#### 本文
>>>

第25話
そういうわけで、年末に行った診察時に、ホルモン剤の注射を腹部に打った。
液体ではなく、短いスティック状の固形物だ。
腹部の脂肪の中で、薬剤がゆっくりと溶け出し作用するもので、飲み薬と並行して行うということだった。
効き目が安定してくるのは1〜2ヶ月後、その間、生理もまだあるかもしれないとのこと。
ふぅ〜ん、そうなんだ・・・。
取り敢えず、無事に、子どもと「お気に入りのお店」へ行き、ホルモン剤投与の初日のおおかたを乗り越えた。
あと少しだ。
今日のうちに、薬局で飲み薬を受け取ることにした。
薬局では、処方箋の飲み薬「ノルバデックス」のジェネリックをお願いした。
これから5年間、毎日服用するのだから、高額な先行品は避けたい。
しかし、薬剤師から渡された薬は、自分が予測していなかった、知らない名前の薬だった。
ネットで色々情報を得ている自分としては、タモキシフェンが処方されると思っていたので、動揺した。
聞きかじった知識しかない素人が余計な事を言うのは失礼かな・・・と思いつつ、薬剤師に聞いてみた。
「あの・・・、ジェネリックだと、タモキシフェンという薬もあると聞いているのですが・・・」
「はい、ありますよ。そちらにします?」
「値段は、違いますか?」
「はい、お待ちください」
そう言って提示されたタモキシフェンの金額は、今、目の前に出されている初耳の名前のジェネリックより、かなり低価格だった。
「すみません・・・、価格が安いのでタモキシフェンに変えてもらうことできますか・・・?」
と、すでに初耳ジェネリックの諸情報をPCにカタカタ打ち込んでいる薬剤師に、申し訳なさそうに言ってみた。
「あ、はい。わかりました」

<<<

#### 提示資料
>>>

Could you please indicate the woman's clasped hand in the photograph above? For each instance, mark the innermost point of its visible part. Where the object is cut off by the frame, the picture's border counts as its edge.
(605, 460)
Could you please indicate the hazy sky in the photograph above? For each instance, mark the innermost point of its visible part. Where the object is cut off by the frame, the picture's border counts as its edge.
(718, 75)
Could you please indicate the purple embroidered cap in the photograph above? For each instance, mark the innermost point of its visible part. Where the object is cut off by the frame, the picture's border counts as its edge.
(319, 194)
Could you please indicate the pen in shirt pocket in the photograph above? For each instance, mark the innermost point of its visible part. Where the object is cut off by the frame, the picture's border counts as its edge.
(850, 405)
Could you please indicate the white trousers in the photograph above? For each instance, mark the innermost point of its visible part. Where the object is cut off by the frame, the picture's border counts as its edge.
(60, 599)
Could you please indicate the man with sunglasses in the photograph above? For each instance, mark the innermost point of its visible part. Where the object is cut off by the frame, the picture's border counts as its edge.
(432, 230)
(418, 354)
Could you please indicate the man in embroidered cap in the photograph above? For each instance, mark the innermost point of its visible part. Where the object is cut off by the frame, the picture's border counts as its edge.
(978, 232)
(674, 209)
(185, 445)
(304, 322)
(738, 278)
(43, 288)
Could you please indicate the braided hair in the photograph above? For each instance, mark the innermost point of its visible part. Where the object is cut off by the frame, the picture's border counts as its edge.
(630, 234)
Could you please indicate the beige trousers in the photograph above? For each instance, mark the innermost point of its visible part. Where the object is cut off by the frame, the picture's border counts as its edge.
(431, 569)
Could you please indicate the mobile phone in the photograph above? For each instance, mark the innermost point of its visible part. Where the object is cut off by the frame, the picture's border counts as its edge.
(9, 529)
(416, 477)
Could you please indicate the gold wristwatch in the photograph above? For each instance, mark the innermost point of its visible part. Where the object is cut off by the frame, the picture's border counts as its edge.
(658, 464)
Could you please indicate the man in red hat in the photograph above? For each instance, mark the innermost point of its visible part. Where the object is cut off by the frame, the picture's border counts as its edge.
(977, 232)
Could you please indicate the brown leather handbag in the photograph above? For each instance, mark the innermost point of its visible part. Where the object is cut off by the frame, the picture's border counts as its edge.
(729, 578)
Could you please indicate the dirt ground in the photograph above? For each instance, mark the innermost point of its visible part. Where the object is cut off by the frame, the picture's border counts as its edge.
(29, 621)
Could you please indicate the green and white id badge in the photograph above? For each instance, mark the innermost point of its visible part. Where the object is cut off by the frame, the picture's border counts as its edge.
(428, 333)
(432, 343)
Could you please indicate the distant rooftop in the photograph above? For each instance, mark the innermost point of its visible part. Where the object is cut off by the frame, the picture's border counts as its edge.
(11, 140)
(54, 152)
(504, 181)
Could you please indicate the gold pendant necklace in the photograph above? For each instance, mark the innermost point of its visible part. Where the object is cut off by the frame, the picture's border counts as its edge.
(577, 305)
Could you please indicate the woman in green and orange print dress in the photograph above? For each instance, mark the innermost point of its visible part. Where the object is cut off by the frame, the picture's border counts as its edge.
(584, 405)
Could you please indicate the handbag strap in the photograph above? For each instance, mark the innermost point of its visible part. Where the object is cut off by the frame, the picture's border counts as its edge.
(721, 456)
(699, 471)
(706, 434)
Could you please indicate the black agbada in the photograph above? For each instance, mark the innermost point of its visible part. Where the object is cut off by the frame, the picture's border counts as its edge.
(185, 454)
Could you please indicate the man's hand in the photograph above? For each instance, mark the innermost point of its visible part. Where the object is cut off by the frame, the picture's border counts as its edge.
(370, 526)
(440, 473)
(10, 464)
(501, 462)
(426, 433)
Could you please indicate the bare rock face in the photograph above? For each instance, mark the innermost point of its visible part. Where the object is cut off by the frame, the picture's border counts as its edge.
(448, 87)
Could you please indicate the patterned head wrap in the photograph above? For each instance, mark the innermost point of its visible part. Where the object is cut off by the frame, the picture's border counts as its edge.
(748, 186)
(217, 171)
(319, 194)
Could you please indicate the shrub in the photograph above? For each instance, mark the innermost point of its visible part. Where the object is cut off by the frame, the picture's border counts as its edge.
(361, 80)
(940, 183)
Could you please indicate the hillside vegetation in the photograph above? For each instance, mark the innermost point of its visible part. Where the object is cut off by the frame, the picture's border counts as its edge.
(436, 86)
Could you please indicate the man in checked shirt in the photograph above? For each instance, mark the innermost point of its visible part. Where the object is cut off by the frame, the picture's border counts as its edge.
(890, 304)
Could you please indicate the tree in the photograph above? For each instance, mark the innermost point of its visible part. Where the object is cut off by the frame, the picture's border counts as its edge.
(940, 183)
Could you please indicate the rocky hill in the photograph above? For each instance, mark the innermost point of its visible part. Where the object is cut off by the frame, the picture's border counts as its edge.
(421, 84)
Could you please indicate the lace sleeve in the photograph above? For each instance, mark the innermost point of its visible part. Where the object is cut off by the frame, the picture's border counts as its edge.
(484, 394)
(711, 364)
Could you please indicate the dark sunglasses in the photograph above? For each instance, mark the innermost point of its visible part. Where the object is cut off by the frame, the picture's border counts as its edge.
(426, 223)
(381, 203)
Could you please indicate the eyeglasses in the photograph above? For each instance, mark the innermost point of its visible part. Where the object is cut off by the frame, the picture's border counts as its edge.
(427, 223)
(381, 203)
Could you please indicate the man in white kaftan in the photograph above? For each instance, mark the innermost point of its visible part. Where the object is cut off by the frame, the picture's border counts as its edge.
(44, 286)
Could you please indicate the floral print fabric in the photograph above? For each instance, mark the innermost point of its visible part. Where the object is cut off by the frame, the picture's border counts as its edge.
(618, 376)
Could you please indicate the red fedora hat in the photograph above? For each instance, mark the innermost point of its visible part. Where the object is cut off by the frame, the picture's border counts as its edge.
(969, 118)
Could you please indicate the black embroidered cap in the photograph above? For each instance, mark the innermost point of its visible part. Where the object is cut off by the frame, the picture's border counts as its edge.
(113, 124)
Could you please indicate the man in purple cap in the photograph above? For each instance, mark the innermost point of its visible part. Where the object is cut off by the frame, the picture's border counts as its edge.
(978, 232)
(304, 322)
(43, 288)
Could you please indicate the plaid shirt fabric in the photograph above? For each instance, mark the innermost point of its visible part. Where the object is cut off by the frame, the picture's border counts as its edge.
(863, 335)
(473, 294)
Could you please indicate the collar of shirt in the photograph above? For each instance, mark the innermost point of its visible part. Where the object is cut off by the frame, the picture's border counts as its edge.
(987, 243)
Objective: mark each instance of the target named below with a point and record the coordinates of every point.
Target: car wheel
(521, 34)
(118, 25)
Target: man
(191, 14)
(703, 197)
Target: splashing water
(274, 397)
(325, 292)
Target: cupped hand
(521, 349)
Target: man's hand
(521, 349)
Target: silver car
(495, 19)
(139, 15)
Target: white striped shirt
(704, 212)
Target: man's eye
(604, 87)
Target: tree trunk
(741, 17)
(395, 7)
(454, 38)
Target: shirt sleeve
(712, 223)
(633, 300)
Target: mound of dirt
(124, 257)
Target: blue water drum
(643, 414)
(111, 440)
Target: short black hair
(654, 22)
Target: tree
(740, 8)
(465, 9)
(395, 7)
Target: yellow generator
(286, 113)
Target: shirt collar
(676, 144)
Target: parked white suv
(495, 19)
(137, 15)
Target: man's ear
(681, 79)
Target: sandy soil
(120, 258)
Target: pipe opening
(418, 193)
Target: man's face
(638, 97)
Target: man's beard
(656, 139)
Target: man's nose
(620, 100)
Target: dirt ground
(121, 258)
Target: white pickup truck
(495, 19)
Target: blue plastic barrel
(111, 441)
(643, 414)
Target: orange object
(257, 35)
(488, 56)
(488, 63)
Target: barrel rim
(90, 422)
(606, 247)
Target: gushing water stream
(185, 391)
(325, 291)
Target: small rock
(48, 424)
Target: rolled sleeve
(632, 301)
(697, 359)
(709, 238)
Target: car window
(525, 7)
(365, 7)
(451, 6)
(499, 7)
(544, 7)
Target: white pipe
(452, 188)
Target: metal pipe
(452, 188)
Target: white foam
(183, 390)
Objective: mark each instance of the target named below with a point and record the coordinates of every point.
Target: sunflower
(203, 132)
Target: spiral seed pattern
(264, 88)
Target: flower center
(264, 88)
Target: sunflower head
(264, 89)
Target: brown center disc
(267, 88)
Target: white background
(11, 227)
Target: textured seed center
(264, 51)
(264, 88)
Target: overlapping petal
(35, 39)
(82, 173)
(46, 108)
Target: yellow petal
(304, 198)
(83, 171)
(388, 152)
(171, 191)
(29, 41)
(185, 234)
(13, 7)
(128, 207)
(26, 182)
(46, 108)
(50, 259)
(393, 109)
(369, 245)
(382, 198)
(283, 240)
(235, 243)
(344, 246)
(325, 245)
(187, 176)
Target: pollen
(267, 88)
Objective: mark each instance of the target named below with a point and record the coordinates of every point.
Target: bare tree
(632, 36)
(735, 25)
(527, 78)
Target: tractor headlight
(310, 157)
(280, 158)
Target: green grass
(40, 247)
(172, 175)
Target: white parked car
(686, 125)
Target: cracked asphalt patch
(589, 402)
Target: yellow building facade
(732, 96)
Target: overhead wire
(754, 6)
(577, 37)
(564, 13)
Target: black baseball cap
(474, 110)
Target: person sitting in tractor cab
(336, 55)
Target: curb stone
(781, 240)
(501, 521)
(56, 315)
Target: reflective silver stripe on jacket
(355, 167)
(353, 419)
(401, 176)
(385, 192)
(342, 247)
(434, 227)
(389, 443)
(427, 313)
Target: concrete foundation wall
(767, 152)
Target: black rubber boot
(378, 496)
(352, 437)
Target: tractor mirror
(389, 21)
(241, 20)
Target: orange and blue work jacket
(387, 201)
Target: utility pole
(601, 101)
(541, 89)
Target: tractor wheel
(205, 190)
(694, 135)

<<<

#### 課題一覧
- a) 本文のうち、「腹部の脂肪の中で、薬剤がゆっ」を含む語句で始まり「いつつ、薬剤師に聞いてみた。」で終わる部分を、「飲み薬」を「内服薬」に変えて示しなさい。
- b) 本文によると、筆者は処方された飲み薬をこれから何年間毎日服用することになっているか。
- c) ホルモン治療について書かれた本文を、最後の文の後から続けて書きなさい。

#### 解答
- a)
腹部の脂肪の中で、薬剤がゆっくりと溶け出し作用するもので、内服薬と並行して行うということだった。
効き目が安定してくるのは1〜2ヶ月後、その間、生理もまだあるかもしれないとのこと。
ふぅ〜ん、そうなんだ・・・。
取り敢えず、無事に、子どもと「お気に入りのお店」へ行き、ホルモン剤投与の初日のおおかたを乗り越えた。
あと少しだ。
今日のうちに、薬局で内服薬を受け取ることにした。
薬局では、処方箋の内服薬「ノルバデックス」のジェネリックをお願いした。
これから5年間、毎日服用するのだから、高額な先行品は避けたい。
しかし、薬剤師から渡された薬は、自分が予測していなかった、知らない名前の薬だった。
ネットで色々情報を得ている自分としては、タモキシフェンが処方されると思っていたので、動揺した。
聞きかじった知識しかない素人が余計な事を言うのは失礼かな・・・と思いつつ、薬剤師に聞いてみた。

- b) 5年間。

- c)
薬剤師は、怖いくらいの無表情で、薬を変更する手続きを始めた。
カタカタカタ・・・。
なんだよ。
ぼったくりかよ。
種類があるなら、先に言え。
結局、ネットで得ていた俗世間的な情報に惑わされるどころか、自分は助けられたのだ。
ありがとう、ブロガー達。
翌日から、タモキシフェンを服用した。
それから一週間が経つ頃、猛烈な眠気に襲われるようになり、ついに体が急に熱くなる「ホットフラッシュ」が始まった。
さらに一週間が経つ頃には、不意の吐き気に悩まされることになった。
これが副作用、更年期障害なのか?
ホルモン剤の副作用は個人差があるということだったので、自分は軽い方であって欲しいという淡い願望があったが、あえなく潰えたのか?
このまま薬を服用している間はずっとしんどいのか、それとも今だけなのか?
他の人は、どうなんだろう。
ホルモン剤治療だけの人の「リアルなネット情報」がほどんど無いなか、残念ながら自分の症状はきつくなっていく。
これ以上、体調不良が日常生活に支障をきたして欲しくないという思いで、いっぱいだった。
でも、スケジュール通りに、来月末から放射線治療が始まる。